Document section:
>> Begin
A similar effect can be seen in network equipment, for what it's worth; at the highest network speeds, we've now significantly passed the point where a given bit being transmitted is now a human-sized fraction of a wire. If you could "snapshot" a 100Gb network cable, you could see bits on the wire. If I'm getting my math right, each bit is on the order of 2-3 centimeters, give or take the medium not being fully light-speed.
[1]: It may be more intuitive for a moment to instead imagine that the camera is starting to emit the shell at the time that it is turned on, and stops when turned off, forward in time, as that creates a more intuitive initial image of what-seems-to-be-cause preceding what-seems-to-be-effect. Imagine the camera emitting light instead of collecting it. It may be easier to then imagine this shell going out farther and farther, getting larger as it goes (and the light inside dimming as it has to fill that volume with the same amount of energy it started with), indefinitely out into the universe. But since the camera is receiving instead af transmitting photons, the reality is the same image, just with time reversed; as the time goes farther back, the shell is farther away from the camera and larger.
[2]: Technically it extends all the way in the direction the camera is all the way out in space back to the Big Bang or the CMB or something, but unless you're deliberately photographing space, and why you'd do that with this camera I have no idea, you don't have to worry about that.
>> End
Records from a collection:
>> Begin
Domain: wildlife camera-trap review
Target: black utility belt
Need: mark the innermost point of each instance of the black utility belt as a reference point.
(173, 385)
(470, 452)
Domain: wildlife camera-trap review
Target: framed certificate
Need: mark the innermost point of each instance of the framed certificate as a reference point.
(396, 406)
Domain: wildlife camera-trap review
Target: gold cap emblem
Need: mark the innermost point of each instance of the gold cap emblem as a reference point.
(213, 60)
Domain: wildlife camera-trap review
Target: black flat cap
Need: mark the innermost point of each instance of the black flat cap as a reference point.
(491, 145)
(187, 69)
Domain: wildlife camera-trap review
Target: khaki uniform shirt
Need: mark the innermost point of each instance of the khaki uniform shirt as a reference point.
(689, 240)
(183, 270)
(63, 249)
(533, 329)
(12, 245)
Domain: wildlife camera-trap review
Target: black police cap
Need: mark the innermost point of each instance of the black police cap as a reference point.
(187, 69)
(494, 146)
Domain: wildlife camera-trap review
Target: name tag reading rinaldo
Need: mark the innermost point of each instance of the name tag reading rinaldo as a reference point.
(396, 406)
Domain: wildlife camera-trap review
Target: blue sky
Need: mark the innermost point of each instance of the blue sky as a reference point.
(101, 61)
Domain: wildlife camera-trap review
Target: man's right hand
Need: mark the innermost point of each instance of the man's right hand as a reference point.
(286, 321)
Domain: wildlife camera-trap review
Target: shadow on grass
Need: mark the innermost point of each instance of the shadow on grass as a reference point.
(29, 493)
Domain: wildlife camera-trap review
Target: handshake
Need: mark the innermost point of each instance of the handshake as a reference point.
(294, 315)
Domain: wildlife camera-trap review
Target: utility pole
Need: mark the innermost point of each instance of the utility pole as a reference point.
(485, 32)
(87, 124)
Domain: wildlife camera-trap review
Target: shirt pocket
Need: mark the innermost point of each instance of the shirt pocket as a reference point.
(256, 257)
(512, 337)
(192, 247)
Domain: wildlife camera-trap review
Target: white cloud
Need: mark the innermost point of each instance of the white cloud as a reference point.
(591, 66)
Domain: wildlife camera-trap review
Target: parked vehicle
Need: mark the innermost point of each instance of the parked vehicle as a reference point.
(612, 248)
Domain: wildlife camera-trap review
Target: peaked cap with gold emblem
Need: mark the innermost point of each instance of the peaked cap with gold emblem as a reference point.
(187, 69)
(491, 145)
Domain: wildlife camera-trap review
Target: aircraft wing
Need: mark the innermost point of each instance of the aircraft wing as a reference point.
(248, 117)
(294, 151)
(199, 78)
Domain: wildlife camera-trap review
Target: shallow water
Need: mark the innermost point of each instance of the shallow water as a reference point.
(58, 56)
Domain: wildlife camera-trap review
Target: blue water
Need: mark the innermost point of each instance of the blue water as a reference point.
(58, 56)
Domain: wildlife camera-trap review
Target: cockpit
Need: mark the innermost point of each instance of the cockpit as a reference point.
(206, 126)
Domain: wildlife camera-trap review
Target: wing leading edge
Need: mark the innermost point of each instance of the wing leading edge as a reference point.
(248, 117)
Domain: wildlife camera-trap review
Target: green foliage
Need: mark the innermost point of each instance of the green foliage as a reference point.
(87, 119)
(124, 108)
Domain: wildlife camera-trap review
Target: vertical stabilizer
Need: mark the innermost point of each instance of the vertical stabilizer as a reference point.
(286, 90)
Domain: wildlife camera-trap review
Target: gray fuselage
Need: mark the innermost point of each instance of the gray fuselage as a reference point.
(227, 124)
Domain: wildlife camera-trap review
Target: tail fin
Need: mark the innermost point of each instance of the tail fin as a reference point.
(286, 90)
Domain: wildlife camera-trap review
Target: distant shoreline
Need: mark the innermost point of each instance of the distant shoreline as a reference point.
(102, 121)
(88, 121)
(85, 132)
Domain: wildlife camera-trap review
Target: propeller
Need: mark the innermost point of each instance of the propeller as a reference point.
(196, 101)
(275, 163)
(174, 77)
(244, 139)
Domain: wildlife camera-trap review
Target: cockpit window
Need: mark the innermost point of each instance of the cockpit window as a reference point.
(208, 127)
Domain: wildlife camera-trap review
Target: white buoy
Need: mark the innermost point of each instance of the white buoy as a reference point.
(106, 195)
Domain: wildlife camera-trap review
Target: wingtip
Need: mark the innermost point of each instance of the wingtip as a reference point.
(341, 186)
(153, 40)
>> End
>> Begin
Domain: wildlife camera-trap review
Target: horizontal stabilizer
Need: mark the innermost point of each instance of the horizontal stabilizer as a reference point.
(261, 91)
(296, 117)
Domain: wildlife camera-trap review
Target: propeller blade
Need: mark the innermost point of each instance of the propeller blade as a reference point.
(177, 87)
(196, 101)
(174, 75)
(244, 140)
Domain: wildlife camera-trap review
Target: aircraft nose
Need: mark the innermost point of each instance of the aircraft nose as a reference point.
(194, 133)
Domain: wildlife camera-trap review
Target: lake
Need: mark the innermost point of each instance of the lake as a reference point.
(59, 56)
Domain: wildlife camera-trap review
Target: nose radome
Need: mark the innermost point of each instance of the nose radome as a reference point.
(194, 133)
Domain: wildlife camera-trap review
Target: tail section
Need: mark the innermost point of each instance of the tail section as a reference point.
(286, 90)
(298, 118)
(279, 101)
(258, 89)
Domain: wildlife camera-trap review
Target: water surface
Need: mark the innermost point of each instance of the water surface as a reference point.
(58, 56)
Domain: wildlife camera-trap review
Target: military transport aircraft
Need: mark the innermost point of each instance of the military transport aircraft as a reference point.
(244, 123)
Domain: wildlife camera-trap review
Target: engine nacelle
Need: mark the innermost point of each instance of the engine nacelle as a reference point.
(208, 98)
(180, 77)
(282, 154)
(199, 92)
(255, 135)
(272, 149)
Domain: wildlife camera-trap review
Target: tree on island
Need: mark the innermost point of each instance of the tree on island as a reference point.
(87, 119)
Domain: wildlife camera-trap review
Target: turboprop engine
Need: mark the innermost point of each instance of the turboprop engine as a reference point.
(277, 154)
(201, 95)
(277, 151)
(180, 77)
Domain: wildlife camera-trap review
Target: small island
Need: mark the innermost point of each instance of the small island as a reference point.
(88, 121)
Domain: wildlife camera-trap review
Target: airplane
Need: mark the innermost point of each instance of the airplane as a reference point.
>> End
Required task: Please give the passage about the camera and light again between "[1]: It may" and "camera and larger.", inclusive, changing "shell" to "sphere". The records aren't needed here.

Solution to the problem:
[1]: It may be more intuitive for a moment to instead imagine that the camera is starting to emit the sphere at the time that it is turned on, and stops when turned off, forward in time, as that creates a more intuitive initial image of what-seems-to-be-cause preceding what-seems-to-be-effect. Imagine the camera emitting light instead of collecting it. It may be easier to then imagine this sphere going out farther and farther, getting larger as it goes (and the light inside dimming as it has to fill that volume with the same amount of energy it started with), indefinitely out into the universe. But since the camera is receiving instead af transmitting photons, the reality is the same image, just with time reversed; as the time goes farther back, the sphere is farther away from the camera and larger.